### Problem details
Return every line of the records that contains the word "stem", treating uppercase and lowercase as distinct.

Source records:
# # # # # # #
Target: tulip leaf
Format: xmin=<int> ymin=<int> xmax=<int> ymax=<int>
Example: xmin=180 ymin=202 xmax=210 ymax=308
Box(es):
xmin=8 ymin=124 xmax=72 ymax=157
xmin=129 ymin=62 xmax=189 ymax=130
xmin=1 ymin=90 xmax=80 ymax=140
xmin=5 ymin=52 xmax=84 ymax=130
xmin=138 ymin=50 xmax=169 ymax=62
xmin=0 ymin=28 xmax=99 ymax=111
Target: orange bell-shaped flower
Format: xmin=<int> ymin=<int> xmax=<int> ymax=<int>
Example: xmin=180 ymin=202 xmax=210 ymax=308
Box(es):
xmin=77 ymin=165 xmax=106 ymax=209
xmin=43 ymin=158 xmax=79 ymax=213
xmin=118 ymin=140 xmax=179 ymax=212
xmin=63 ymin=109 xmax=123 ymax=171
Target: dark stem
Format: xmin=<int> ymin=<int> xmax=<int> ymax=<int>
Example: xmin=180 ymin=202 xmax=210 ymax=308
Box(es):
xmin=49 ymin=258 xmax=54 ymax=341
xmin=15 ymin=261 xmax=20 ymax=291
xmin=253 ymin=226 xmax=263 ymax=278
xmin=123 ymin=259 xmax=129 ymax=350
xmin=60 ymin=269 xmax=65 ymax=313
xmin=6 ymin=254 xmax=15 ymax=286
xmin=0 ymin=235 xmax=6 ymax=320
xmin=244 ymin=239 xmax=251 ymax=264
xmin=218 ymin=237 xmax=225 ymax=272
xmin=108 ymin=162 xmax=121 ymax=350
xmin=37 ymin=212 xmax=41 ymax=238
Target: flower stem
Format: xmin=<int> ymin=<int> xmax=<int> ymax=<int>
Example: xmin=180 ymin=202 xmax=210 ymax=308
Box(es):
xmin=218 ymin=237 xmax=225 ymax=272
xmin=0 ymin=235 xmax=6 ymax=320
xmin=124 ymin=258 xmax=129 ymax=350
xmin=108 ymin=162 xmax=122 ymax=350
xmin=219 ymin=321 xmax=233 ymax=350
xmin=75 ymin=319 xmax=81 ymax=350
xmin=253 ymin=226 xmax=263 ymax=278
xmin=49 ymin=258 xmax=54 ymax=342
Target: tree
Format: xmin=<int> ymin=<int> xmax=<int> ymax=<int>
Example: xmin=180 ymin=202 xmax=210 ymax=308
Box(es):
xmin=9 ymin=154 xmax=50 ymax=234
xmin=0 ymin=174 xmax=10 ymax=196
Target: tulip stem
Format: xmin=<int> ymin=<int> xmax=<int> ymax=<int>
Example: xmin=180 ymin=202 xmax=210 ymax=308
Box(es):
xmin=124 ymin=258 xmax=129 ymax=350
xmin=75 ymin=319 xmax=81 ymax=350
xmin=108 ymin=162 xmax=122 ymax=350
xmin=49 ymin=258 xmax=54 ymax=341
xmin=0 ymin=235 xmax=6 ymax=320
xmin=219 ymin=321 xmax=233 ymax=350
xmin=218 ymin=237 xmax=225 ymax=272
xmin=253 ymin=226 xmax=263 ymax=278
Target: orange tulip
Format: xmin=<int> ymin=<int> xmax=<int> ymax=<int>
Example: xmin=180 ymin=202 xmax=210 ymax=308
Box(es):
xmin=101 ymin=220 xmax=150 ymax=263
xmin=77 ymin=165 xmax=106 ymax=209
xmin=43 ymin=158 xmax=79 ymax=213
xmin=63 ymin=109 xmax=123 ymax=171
# # # # # # #
### Finished task
Target: dark stem
Target: flower stem
Target: tulip stem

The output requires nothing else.